→ **Consegna**
Continua il testo sul Monte Acuto riportato più sotto, aggiungendo nuove frasi dopo l'ultima.

→ **Estratto della fonte**

***

Il Monte Acuto può essere considerato come una delle regioni storiche della Sardegna che presenta maggiori particolarità e - anche per questo - può offrire al visitatore maggiori attrattive. La presenza delle comunità nel territorio è stata influenzata quindi, fin dalle origini, da aspetti geografici e orografici, a tal punto da condizionare, oltre che le scelte produttive, le opzioni di vita, lo sviluppo delle tradizioni, la dislocazione degli insediamenti. Questa regione, almeno in riferimento ai periodi più antichi, è stata definita "un grande museo a cielo aperto".

***

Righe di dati
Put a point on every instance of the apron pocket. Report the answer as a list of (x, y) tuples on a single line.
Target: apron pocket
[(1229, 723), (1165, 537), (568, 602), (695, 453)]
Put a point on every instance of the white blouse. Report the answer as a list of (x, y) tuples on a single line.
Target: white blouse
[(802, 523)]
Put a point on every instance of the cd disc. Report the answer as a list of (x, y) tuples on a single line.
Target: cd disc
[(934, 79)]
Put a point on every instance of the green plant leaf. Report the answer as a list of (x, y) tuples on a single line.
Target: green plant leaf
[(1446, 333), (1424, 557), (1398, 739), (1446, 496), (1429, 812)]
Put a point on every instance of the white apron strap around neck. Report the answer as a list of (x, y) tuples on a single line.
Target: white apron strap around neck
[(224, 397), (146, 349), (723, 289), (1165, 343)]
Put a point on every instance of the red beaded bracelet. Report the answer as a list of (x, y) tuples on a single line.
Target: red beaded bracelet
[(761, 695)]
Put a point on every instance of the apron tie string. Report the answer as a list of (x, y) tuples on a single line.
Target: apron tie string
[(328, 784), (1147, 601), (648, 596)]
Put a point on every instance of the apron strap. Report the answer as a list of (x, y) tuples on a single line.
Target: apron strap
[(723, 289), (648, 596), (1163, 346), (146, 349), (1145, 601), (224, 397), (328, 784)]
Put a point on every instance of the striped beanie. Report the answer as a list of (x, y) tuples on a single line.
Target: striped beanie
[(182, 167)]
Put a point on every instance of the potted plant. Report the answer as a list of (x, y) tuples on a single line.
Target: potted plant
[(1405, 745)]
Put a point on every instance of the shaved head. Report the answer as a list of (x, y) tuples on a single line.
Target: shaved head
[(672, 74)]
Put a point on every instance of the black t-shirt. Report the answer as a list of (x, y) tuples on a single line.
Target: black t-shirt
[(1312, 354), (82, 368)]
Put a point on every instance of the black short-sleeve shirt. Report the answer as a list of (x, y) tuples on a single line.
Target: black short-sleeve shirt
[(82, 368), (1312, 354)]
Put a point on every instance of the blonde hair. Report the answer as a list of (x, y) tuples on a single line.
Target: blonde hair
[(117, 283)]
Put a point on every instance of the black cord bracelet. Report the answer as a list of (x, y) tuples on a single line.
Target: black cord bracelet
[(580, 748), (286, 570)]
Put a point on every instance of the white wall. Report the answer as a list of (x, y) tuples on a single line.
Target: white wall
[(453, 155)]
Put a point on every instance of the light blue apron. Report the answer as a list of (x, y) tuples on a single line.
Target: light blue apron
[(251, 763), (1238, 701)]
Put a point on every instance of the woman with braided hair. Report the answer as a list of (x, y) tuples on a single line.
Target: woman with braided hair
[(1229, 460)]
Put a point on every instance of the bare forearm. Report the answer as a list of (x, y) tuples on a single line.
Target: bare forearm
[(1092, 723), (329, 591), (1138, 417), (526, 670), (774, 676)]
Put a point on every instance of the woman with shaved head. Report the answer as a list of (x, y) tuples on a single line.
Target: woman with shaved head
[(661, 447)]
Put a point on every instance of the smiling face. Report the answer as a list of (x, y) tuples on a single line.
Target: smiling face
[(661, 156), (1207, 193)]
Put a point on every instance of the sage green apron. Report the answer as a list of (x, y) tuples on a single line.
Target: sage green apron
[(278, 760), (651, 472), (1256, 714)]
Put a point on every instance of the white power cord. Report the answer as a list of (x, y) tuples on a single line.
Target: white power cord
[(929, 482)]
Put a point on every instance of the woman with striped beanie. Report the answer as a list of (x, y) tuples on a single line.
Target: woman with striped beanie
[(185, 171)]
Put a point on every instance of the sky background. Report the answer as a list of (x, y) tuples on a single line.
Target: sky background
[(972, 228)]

***

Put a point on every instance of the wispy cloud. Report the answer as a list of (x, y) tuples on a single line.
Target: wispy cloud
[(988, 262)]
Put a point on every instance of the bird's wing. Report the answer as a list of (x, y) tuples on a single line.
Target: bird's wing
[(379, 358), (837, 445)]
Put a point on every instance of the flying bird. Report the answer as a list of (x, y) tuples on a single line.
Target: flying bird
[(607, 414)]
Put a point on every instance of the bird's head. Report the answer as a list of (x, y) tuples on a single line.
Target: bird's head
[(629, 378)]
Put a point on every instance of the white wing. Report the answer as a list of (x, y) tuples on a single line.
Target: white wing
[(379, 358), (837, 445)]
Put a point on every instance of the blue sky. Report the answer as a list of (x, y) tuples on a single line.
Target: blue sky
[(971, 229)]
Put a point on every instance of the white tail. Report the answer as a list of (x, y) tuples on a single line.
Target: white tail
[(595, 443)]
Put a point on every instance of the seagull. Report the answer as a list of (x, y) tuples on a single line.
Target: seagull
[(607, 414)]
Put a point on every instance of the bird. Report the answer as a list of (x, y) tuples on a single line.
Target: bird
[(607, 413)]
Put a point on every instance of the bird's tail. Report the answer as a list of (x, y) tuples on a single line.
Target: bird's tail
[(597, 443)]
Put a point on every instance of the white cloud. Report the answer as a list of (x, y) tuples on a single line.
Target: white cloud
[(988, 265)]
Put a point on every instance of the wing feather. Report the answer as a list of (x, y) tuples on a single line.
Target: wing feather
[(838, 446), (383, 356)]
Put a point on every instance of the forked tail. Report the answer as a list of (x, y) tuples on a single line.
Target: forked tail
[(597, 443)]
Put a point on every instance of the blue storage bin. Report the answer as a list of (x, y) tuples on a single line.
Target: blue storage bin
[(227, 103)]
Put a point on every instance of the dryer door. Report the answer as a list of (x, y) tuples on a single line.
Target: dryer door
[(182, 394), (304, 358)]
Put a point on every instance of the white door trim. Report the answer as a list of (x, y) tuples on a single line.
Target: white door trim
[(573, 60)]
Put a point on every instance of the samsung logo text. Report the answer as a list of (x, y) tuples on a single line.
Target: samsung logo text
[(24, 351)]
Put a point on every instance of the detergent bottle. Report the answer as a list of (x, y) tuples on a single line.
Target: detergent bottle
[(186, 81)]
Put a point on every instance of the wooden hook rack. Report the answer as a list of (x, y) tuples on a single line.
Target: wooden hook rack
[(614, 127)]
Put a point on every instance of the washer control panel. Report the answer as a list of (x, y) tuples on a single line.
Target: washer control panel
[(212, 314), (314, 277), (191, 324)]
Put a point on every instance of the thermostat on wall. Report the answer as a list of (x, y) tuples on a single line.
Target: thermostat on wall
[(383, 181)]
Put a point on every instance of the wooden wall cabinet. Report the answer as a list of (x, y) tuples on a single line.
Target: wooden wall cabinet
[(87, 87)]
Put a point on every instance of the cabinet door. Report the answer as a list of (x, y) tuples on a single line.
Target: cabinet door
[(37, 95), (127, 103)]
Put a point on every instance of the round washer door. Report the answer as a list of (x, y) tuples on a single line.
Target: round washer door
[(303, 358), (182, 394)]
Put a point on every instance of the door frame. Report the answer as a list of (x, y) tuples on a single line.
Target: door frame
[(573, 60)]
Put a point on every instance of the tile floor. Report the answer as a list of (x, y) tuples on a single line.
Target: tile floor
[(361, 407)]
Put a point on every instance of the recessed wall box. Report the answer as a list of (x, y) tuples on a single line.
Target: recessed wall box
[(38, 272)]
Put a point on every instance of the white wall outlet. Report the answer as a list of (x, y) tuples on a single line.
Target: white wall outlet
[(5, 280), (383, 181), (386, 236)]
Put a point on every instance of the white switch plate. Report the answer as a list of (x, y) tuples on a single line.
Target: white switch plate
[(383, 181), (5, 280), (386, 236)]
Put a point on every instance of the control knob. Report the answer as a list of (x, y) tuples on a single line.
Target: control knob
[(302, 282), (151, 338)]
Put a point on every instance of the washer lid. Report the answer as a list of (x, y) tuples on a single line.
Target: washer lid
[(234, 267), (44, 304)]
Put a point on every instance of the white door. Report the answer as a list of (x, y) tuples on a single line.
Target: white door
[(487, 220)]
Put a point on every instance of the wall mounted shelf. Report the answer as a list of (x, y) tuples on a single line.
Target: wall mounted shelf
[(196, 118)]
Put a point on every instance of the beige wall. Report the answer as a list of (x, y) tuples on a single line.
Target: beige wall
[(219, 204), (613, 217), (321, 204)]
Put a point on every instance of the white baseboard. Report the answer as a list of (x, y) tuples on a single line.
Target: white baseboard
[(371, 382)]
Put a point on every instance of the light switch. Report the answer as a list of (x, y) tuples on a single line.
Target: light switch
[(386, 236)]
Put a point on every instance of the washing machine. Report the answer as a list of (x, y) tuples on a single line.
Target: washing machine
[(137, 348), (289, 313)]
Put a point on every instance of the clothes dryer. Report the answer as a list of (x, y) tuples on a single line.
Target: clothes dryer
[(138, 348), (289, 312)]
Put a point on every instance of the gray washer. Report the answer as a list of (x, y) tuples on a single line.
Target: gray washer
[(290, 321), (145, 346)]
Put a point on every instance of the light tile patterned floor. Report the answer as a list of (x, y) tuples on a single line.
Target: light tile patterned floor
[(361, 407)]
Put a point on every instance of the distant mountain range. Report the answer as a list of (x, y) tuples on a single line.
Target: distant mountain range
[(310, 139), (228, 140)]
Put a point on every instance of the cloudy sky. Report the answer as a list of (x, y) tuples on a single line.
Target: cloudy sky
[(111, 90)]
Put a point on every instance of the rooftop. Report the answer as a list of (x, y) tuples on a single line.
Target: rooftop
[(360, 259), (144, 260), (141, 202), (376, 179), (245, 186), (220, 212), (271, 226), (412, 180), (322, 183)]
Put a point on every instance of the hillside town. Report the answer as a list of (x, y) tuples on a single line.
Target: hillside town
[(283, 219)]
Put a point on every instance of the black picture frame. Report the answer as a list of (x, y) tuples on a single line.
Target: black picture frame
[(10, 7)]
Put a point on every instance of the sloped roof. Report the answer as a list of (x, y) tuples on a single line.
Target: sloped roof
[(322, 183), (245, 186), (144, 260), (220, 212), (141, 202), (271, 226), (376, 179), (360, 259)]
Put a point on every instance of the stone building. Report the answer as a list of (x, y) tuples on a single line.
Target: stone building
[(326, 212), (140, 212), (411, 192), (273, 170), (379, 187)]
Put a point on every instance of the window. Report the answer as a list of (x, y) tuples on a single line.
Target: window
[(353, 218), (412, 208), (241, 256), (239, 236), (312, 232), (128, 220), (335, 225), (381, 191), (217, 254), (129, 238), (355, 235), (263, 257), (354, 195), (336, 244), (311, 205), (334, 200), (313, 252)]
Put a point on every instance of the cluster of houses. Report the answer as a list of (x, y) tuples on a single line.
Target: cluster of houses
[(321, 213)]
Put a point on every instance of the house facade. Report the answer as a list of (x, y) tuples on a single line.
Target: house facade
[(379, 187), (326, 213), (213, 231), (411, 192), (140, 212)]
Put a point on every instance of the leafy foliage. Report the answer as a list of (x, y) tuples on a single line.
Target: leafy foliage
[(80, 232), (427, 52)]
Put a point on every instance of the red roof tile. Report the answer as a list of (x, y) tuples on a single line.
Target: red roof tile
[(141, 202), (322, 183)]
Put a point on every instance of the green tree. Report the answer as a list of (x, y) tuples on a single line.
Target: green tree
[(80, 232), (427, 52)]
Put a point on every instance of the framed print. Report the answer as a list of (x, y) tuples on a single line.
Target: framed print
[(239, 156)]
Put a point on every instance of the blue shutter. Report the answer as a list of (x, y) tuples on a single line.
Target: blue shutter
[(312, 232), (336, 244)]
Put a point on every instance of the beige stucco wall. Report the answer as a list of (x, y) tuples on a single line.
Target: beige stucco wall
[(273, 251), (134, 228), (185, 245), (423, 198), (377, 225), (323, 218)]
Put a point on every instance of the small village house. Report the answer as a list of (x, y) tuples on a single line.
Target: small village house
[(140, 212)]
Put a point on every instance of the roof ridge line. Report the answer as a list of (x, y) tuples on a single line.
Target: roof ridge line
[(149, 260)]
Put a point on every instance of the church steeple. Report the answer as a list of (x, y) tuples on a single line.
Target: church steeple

***

→ **Risposta attesa**
Di fronte al visitatore si mostrano, talvolta improvvise alla curva di un sentiero, altre volte troneggianti nell'ampia pianura o in vista dall'alto di uno sperone roccioso, le testimonianze delle civiltà più antiche: dolmens, menhirs, domus de janas, insediamenti nuragici, tombe dei giganti. Passaggio tra le pianure agricole del Logudoro centrale ed orientale e le regioni galluresi poste ad oriente - e in particolare il porto di Olbia, Terranova - o collegamento per quelle più settentrionali, attraverso i corridoi di Castro o di Bisarcio. Più intensa e ricca di esiti è stata la presenza romana (secc. III a.C.-V d.C.) che tante testimonianze ha lasciato in diversi campi, da quello economico, a quello sociale, a quello militare. La fortezza romana di Castro ne è l'esempio più insigne. Anche la presenza bizantina (secc. VI-IX), oggi viene vista sotto un'ottica diversa, più circostanziata, grazie agli scavi archeologici che sono in corso nel territorio e che rivelano un interessamento che si spinge al potenziamento delle fortificazioni e ad opere di infrastruttura come quelle viarie.

Età Nuragica
Di questa civiltà, che abbraccia un ampio spazio temporale compreso fra l’Età del bronzo medio e l’Età del ferro (XVI-VI sec. a.C.), conosciamo nel territorio circa 290 nuraghi o complessi nuragici, con una densità pari a 5,12 per Kmq.
Di questi monumenti, ben mimetizzati nel paesaggio perché costruiti con la pietra locale, individuiamo costruzioni semplici, costituite da un’unica torre a tronco di cono; complesse con l’aggiunta di più torri variamente articolate; miste, con avancorpi inglobati nella roccia, attraversati da corridoi, che costituiscono la base di elevati a tholos.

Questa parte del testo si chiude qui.